• _Alıştırma Yönergesi_:
İlker Ateş'i anlatan aşağıdaki yazıdan bir bölümü harfi harfine yaz: "Futbola geçmeyelim hemen;" sözcüklerinin geçtiği yerden başla ve "kez daha hatırlayalım." sözcüklerinden sonra dur.

• _Metin Alıntısı_:
Maranzul İnciri

Maranzul İnciri İlker Ateş Yahya ve Mannheim

Stajyer muhabirim daha, TSYD’nin Levent Tesislerinde sporyazarları arasında düzenlenen bir futbol turnuvası var. 1990 ya da 91. Bizim takımdan hatırladığım Onur Belge var, Taylan var, Feridun Niğdelioğlu var, ben tıfılım ama, doğum yerime Trabzon yazıyor olmasından dolayı otomatik olarak takımdayım. Cumartesi günü kaybettiğimiz İlker Ateş’i ilk kez orada , sahada oynayan bizlerle dalga geçerken, eğlenirken tanıdım. Şeker gibi bir üslup ve sevecen bir kızdırma makinesi gibiydi. Maç sonrası lokalde daha yakından gördüm İlker Ateş’i, Ayancıklıydı, insandı, samimiydi, Beşiktaşlıydı. Trabzonlu olduğumu öğrendiğinde başımı okşmaış ve bize göre eski olan meslektaşlarımızı göstererek ” bak da bunlar gibi olma sakın lazoğlu, bunlar gasteciliği unutalı çok oldu” demişti. Kendisi de Karadenizli olmasına rağmen, Trabzonluların laz olmadığını ya bilmiyor ya da umursamıyordu, ama kalbinin temizliği o kadar belli oluyordu ki, ölümünü duyduğumda Trabzon – BJK maçının hiç bir lezzeti kalmamıştı…Mekanın cennet olsun İlker abi…

Futbola geçmeyelim hemen; Frankfurt’a iner inmez beni havaalanından alan sıkı bir Trabzonsporludan söz edelim biraz, ki , Trabzon’u “farklı kılan duygunun” ne olduğunu bir kez daha hatırlayalım.

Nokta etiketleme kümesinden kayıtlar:
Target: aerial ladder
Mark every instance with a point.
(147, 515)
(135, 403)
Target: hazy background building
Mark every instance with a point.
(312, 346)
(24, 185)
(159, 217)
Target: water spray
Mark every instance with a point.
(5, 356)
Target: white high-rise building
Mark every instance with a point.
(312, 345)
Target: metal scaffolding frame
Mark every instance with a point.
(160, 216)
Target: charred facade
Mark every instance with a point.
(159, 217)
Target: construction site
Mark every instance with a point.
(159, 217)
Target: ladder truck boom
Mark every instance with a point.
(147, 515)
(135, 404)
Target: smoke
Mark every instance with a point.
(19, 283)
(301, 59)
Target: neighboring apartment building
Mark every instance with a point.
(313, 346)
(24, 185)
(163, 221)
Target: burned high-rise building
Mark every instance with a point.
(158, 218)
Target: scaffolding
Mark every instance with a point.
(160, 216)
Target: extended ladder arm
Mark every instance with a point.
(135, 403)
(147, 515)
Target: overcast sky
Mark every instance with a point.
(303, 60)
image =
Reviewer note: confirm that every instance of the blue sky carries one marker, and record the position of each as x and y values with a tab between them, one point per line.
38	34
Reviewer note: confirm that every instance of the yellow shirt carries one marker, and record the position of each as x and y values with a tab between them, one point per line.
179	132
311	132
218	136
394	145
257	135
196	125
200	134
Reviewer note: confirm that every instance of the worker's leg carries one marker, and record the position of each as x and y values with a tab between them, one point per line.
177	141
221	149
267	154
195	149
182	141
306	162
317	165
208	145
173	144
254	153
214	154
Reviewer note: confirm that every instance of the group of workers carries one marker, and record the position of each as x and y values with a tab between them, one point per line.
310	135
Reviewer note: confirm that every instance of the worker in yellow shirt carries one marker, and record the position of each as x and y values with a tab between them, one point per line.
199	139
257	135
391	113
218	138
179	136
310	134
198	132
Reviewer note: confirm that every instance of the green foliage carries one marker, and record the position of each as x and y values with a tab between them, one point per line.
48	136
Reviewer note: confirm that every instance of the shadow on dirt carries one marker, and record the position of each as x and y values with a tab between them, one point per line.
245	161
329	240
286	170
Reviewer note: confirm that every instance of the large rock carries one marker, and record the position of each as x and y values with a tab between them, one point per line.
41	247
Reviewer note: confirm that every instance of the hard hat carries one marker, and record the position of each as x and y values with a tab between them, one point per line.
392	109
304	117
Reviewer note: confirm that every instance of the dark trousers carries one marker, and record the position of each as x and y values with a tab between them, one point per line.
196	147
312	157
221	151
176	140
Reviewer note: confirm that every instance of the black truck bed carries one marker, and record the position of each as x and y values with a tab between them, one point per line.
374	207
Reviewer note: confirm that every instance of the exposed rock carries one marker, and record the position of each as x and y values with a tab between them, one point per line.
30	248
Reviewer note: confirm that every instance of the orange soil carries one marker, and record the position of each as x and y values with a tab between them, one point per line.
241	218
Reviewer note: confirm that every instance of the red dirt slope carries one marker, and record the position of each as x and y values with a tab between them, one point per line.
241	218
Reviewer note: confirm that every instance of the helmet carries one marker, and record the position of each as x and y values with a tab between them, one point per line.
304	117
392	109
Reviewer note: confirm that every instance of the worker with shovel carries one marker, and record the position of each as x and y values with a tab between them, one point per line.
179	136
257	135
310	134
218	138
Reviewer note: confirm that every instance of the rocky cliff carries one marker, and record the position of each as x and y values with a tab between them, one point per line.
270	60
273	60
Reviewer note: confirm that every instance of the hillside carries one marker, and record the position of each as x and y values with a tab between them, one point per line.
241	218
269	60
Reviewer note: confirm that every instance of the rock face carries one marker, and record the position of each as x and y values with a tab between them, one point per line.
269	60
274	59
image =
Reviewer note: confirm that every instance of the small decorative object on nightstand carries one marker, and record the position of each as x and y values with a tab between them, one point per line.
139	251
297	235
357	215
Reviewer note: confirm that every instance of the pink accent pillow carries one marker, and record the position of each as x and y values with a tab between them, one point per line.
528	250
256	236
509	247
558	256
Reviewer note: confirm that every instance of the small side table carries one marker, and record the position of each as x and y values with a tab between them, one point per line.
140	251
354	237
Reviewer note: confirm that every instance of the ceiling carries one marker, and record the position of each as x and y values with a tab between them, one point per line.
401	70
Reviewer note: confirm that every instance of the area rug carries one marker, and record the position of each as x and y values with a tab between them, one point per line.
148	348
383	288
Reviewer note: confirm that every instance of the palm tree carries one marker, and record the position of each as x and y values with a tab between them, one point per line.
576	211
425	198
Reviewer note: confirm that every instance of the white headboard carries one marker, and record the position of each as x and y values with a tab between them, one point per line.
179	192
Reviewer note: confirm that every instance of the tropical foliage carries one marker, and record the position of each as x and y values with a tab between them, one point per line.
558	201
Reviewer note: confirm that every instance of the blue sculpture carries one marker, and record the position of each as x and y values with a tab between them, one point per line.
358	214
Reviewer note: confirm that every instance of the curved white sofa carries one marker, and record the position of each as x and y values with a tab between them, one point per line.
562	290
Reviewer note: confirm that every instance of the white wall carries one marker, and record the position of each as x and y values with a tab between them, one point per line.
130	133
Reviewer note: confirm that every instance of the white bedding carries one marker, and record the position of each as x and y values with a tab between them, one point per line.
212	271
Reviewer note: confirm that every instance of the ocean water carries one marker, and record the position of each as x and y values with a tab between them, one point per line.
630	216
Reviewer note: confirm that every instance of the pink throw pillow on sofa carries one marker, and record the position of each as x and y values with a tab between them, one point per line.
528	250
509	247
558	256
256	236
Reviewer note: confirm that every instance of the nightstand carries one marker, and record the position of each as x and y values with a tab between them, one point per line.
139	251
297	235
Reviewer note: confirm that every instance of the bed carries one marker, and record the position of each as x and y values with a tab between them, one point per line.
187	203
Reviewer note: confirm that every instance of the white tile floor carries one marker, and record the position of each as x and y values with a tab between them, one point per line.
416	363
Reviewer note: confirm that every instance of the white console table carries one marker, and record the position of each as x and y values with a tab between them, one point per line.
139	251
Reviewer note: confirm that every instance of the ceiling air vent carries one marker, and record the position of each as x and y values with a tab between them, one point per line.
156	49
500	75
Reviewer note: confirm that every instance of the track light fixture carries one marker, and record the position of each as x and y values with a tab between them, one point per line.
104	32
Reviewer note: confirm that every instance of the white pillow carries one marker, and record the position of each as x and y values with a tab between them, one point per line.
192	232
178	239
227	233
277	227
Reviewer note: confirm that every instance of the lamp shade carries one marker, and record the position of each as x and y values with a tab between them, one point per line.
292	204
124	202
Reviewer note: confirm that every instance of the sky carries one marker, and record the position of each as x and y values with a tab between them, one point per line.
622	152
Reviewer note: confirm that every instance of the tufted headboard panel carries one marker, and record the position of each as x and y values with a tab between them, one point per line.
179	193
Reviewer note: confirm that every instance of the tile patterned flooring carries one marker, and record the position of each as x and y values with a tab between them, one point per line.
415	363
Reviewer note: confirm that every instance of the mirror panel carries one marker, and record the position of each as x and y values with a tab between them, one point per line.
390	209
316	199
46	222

• _Tam Yanıt_:
Futbola geçmeyelim hemen; Frankfurt’a iner inmez beni havaalanından alan sıkı bir Trabzonsporludan söz edelim biraz, ki , Trabzon’u “farklı kılan duygunun” ne olduğunu bir kez daha hatırlayalım.